== Work to be completed ==
Please return every line of the listing below unchanged, keeping the original order and wording.

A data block

<<<<

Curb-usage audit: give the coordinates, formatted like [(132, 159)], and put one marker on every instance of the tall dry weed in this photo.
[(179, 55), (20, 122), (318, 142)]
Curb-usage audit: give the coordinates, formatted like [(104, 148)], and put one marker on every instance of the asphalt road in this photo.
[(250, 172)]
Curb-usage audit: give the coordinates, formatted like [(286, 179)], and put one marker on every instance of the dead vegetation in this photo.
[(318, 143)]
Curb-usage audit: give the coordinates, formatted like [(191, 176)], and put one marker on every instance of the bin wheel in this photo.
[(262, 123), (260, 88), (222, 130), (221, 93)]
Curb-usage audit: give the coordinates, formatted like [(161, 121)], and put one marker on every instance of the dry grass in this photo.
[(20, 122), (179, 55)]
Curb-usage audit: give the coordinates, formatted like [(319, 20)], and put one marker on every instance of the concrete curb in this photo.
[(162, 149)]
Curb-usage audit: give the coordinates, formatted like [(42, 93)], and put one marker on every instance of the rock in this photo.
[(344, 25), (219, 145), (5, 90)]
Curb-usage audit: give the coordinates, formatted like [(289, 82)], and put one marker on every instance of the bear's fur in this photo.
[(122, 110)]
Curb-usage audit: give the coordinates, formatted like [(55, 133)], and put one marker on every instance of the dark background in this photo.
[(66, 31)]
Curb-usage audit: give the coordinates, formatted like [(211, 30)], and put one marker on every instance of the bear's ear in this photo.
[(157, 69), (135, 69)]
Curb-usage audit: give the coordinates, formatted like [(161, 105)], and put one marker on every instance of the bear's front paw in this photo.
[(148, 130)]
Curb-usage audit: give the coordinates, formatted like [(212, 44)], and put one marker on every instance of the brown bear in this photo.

>>>>

== Solution for this task ==
Curb-usage audit: give the coordinates, formatted like [(132, 159)], and put one marker on every instance of the tall dry weed in this photo.
[(179, 55), (20, 122), (318, 142)]
Curb-usage audit: give the coordinates, formatted like [(104, 148)], and put one marker on every instance of the asphalt road in this photo.
[(250, 172)]
Curb-usage audit: give the coordinates, formatted like [(286, 179)], and put one marker on every instance of the dead vegetation in this photo.
[(318, 143)]
Curb-usage audit: give the coordinates, formatted like [(191, 176)], and put one marker on every instance of the bin wheel in this photo.
[(262, 123), (260, 88), (222, 130), (221, 93)]
Curb-usage audit: give the coordinates, formatted like [(161, 121)], and put one marker on every instance of the dry grass in this photo.
[(20, 122), (179, 55)]
Curb-usage audit: give the coordinates, formatted like [(319, 20)], and put one marker on every instance of the concrete curb in this photo.
[(162, 149)]
Curb-usage audit: give the coordinates, formatted like [(42, 93)], and put one marker on every instance of the rock in this photo.
[(344, 25), (219, 145), (5, 90)]
Curb-usage audit: give the coordinates, formatted like [(289, 82)], and put one marker on every instance of the bear's fur in this photo.
[(122, 110)]
Curb-usage audit: give the coordinates, formatted like [(55, 133)], and put one marker on every instance of the dark background in this photo.
[(66, 31)]
Curb-usage audit: give the coordinates, formatted like [(211, 30)], and put one marker on every instance of the bear's ear in this photo.
[(157, 69), (135, 69)]
Curb-usage audit: give the coordinates, formatted like [(161, 105)], and put one marker on every instance of the bear's front paw in this photo.
[(148, 130)]
Curb-usage audit: give the coordinates, formatted like [(212, 44)], and put one marker on every instance of the brown bear in this photo.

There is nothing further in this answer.